___ Passage provided ___
Silver Lake residents are outraged after a billboard company chopped down trees that were blocking the view of an ad.

Sunset Boulevard through Silver Lake is littered with storefronts, signs and traffic - but trees are not as abundant. Residents say that's what makes Sunset Triangle Plaza such a nice oasis.

"I love it. It's more of a community center for the people to enjoy the farmer's market here and also great food and the beautiful weather," said Christian Beck of Hollywood.

But some of the shade-throwing trees here apparently cast too much shade on a billboard owned by Outfront Media.

Los Angeles City Councilman Mitch O'Farrell says that prompted the billboard company to illegally carve out a clear view of its panel.

"A subcontractor of theirs trimmed the trees with no permit, and that is not only a violation, but it is an act of vandalism," O'Farrell said.

The hack job happened in the days between Christmas and New Years. O'Farrell said three of the trees are so badly damaged that they'll have to be replaced. Six others will take years to return to their former shady selves.

"It couldn't be more wrong to do that. In fact, I think it's a bit criminal to do that in such a beautiful place where old people enjoy the trees," said Camila Mourenca of Glendale.

"It's stimulating a little to have some trees instead of just billboards," said Robert Gavin of Silver Lake.

Eyewitness News contacted Outfront Media for comment but have not heard back from the company.

O'Farrell said Outfront already owned up to cutting the trees and fired the crew that did it. The councilman is hoping to make it harder for billboard companies to damage city-owned trees.

"My motion today that I introduced will seek to create a policy that will strongly discourage this from ever happening again, because it happens across the city," O'Farrell said.

O'Farrell said Outfront Media has agreed to replace the three badly damaged trees. The company faces a fine of up to $1,000.
___
Set task 1:
Swap "trees" for "palms" in the Silver Lake tree article between "Los Angeles City" and "of Silver Lake.", inclusive, and give that stretch back.
The Silver Lake tree article has no connection to the entries that come after it.
___ Exercise input ___
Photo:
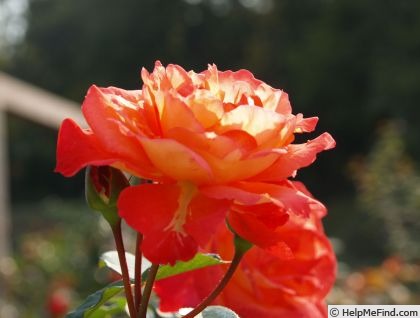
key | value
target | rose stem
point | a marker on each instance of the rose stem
(228, 275)
(116, 230)
(148, 290)
(137, 272)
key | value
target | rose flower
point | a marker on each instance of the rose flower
(215, 144)
(289, 282)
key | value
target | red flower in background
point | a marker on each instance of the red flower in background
(217, 144)
(288, 282)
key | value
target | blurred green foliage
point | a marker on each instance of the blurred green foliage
(389, 190)
(353, 63)
(350, 62)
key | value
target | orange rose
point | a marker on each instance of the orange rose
(209, 140)
(292, 282)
___
Set task 2:
Copy every line of the entries above, character for character, but leave the pictures out.

Correct output 1:
Los Angeles City Councilman Mitch O'Farrell says that prompted the billboard company to illegally carve out a clear view of its panel.

"A subcontractor of theirs trimmed the palms with no permit, and that is not only a violation, but it is an act of vandalism," O'Farrell said.

The hack job happened in the days between Christmas and New Years. O'Farrell said three of the palms are so badly damaged that they'll have to be replaced. Six others will take years to return to their former shady selves.

"It couldn't be more wrong to do that. In fact, I think it's a bit criminal to do that in such a beautiful place where old people enjoy the palms," said Camila Mourenca of Glendale.

"It's stimulating a little to have some palms instead of just billboards," said Robert Gavin of Silver Lake.

Correct output 2:
Photo:
key | value
target | rose stem
point | a marker on each instance of the rose stem
(228, 275)
(116, 230)
(148, 290)
(137, 272)
key | value
target | rose flower
point | a marker on each instance of the rose flower
(215, 144)
(289, 282)
key | value
target | red flower in background
point | a marker on each instance of the red flower in background
(217, 144)
(288, 282)
key | value
target | blurred green foliage
point | a marker on each instance of the blurred green foliage
(389, 190)
(353, 63)
(350, 62)
key | value
target | orange rose
point | a marker on each instance of the orange rose
(209, 140)
(292, 282)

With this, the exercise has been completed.